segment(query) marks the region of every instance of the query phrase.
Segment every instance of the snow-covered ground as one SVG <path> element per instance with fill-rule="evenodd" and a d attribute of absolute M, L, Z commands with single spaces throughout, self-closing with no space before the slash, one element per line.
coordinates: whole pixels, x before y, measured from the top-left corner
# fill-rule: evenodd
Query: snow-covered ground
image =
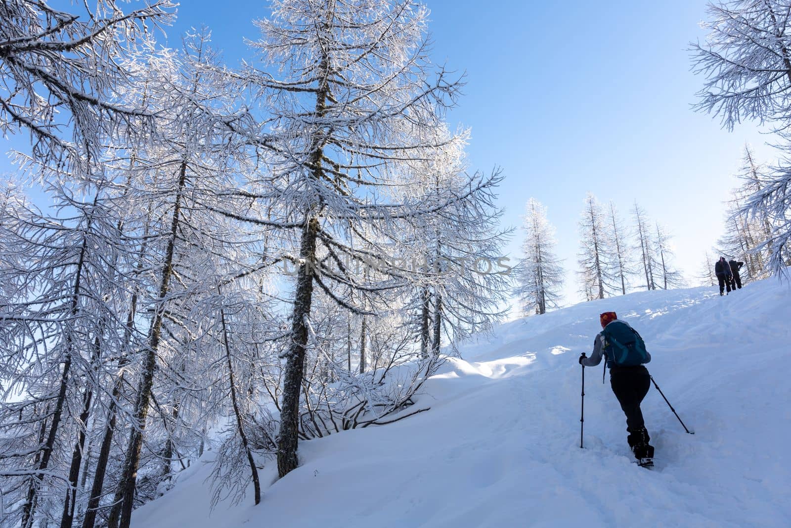
<path fill-rule="evenodd" d="M 429 381 L 431 410 L 304 442 L 301 465 L 263 497 L 210 511 L 194 465 L 135 528 L 219 526 L 791 526 L 791 291 L 769 279 L 639 292 L 511 321 Z M 618 312 L 643 336 L 659 386 L 642 408 L 656 468 L 631 463 L 600 368 L 581 368 Z"/>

========================

- _OBJECTIVE_: Quote the records in their entirety, keeping the wording exact and excluding pictures.

- _FINISHED EXERCISE_:
segment(query) marks the region of every instance of the query phrase.
Segment every instance of the snow-covered ground as one SVG <path> element per instance with fill-rule="evenodd" and a d attribute of absolute M, L, Z commands with single spaces throughout, self-closing with no space before the slash, one element per line.
coordinates: whole pixels, x before y, measured from the top-left corner
# fill-rule: evenodd
Query: snow-covered ground
image =
<path fill-rule="evenodd" d="M 429 381 L 431 410 L 304 442 L 301 465 L 263 497 L 210 511 L 194 465 L 135 528 L 219 526 L 791 526 L 791 291 L 769 279 L 639 292 L 511 321 Z M 618 312 L 643 336 L 659 386 L 642 408 L 656 468 L 631 463 L 600 368 L 581 368 Z"/>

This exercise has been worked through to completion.